+++ Dataset records +++
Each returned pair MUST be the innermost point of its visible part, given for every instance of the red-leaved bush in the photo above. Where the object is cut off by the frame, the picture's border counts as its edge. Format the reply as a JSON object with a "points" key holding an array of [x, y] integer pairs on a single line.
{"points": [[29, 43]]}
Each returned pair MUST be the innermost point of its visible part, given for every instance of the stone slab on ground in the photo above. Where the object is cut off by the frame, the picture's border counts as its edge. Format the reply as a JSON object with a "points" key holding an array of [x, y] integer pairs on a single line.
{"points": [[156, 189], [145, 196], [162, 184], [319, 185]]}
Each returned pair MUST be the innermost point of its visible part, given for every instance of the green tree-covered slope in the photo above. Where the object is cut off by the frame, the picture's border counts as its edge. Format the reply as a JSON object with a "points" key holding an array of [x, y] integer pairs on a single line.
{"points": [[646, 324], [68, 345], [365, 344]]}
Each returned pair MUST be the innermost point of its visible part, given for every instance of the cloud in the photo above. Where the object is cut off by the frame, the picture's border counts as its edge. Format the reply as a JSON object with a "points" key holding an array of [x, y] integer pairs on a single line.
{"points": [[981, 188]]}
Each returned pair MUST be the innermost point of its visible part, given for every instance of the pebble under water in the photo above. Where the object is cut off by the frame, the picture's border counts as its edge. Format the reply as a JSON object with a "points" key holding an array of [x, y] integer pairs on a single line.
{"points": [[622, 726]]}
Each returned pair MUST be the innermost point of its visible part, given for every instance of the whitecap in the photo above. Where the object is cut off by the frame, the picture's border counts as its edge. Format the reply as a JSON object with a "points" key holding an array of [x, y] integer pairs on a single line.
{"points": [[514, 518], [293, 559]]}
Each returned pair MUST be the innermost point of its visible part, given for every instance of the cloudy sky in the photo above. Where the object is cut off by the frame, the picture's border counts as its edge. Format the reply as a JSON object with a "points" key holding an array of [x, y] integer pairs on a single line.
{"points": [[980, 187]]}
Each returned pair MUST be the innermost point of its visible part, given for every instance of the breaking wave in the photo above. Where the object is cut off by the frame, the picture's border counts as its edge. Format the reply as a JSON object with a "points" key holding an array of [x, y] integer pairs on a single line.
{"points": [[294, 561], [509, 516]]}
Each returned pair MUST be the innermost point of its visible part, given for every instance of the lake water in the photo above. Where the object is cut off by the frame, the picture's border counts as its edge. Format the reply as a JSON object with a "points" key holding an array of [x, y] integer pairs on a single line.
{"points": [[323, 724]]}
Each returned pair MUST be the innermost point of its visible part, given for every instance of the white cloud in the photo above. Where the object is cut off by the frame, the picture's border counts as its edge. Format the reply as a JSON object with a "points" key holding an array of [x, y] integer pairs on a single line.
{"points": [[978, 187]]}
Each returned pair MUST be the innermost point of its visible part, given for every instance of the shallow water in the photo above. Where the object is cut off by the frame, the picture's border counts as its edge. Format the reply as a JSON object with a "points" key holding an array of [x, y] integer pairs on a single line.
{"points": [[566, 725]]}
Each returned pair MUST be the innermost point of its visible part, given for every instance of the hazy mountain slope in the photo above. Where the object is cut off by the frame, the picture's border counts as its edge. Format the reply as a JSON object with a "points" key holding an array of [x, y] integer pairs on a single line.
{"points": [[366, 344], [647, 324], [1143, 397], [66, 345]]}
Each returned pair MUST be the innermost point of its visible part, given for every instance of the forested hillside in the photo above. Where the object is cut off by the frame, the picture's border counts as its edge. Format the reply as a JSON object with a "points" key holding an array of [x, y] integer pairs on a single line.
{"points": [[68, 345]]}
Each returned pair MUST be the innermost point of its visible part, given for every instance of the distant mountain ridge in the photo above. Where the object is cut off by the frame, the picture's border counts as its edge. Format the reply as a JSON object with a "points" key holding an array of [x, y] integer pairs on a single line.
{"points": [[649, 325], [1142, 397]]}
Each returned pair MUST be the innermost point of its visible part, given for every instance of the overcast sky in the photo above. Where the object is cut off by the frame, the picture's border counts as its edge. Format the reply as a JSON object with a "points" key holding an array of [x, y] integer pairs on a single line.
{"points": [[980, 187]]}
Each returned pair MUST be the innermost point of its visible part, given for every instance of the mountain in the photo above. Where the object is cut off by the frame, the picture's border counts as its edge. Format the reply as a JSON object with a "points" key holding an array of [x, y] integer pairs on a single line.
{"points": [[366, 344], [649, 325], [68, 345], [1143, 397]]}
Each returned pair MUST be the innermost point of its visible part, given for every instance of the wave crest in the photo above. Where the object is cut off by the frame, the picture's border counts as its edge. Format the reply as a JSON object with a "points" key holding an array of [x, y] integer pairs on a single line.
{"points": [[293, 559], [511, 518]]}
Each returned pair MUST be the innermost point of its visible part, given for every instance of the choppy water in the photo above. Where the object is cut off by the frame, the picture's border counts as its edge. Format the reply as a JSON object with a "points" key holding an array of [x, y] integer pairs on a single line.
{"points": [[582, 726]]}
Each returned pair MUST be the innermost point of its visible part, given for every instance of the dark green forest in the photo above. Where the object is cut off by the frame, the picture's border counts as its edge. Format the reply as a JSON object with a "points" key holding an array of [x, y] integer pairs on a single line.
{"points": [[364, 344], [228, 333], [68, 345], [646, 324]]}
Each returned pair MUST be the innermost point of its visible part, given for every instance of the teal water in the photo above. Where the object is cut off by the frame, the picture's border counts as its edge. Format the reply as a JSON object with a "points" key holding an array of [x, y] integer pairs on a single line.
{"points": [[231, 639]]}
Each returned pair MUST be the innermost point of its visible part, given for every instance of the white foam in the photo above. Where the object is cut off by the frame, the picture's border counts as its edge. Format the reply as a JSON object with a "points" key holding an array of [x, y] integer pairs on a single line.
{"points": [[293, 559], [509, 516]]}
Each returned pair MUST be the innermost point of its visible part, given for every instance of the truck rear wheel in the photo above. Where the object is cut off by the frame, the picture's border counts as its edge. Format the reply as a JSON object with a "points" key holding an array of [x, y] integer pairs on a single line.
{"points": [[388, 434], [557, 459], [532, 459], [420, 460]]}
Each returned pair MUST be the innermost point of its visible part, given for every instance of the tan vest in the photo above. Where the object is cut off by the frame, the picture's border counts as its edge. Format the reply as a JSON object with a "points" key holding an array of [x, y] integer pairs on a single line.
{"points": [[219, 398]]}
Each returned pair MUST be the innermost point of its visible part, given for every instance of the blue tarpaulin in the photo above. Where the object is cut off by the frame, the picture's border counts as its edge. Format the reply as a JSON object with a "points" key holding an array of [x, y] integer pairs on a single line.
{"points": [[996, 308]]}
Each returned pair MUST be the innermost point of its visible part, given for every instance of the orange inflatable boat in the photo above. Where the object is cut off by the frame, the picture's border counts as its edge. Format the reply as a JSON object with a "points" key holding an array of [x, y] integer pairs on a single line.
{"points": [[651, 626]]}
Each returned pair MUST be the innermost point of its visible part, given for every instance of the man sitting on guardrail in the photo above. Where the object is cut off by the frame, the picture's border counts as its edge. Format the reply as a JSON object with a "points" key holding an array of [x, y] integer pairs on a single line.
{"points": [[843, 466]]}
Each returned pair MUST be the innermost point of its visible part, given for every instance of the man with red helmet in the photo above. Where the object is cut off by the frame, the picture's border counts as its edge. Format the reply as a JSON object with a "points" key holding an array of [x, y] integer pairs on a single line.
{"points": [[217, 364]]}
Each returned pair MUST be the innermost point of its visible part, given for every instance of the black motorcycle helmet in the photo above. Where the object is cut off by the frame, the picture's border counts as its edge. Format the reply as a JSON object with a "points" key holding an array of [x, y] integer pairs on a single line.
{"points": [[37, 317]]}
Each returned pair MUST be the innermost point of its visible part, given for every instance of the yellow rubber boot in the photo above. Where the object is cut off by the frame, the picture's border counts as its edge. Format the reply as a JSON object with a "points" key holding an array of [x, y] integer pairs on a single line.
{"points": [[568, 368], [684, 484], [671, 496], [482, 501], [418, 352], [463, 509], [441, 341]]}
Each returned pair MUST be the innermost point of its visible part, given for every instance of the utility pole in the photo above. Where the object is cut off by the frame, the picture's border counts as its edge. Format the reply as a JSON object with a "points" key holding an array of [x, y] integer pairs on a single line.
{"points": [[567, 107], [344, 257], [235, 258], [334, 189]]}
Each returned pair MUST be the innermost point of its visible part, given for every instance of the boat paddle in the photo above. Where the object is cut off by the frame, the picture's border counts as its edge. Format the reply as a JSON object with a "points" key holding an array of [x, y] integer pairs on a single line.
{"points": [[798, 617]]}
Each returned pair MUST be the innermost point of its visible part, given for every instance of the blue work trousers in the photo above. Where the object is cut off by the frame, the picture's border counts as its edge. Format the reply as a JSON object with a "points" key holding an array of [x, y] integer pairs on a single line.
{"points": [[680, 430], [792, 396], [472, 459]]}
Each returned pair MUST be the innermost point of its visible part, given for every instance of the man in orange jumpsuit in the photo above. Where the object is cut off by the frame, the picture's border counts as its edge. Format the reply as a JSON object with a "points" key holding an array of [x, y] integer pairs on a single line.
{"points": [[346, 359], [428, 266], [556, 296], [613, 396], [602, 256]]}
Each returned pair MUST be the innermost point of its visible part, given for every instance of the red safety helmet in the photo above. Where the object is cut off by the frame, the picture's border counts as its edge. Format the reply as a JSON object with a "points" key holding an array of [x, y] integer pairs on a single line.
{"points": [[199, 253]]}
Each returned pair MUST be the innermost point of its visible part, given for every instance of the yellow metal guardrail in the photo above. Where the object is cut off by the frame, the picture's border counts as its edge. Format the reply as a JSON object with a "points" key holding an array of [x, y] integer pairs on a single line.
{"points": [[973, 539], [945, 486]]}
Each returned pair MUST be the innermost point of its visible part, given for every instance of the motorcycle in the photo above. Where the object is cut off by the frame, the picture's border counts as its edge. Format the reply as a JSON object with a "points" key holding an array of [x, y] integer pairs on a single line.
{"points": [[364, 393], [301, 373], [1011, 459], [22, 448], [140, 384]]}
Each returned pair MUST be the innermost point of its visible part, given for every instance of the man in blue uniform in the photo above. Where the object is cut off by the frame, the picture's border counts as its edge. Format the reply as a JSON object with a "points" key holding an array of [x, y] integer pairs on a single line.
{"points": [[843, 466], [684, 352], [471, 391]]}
+++
» Your task: Begin with the line that contains "man in blue" and set down each line exactly until the records above end, including the final line.

» Task solution:
Each returned pair MUST be the innermost point of its visible part, given for every instance of the man in blue uniform in the photo above. Where the object is cut off by the frame, the picture's border counts as its edge. Format the reply as a JSON object with a "points" key holding an array of [x, y] integer pairs on a single line.
{"points": [[843, 466], [684, 352], [471, 391]]}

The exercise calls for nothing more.